• YOUR GOAL
Reproduce the material below line for line, keeping every character unchanged, and leave out the picture.

• ITEMS
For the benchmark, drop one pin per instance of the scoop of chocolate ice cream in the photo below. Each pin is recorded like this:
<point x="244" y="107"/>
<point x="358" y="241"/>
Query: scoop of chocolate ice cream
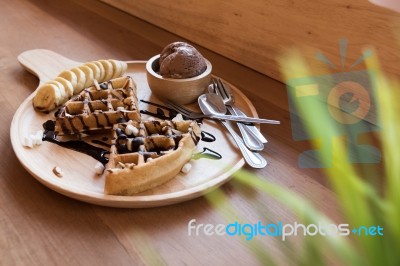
<point x="180" y="60"/>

• SOLUTION
For the benchmark, drop one pin per instance of the scoop of chocolate ice cream in the photo below. Each pin is recorded like this:
<point x="244" y="107"/>
<point x="358" y="241"/>
Query: scoop of chocolate ice cream
<point x="180" y="60"/>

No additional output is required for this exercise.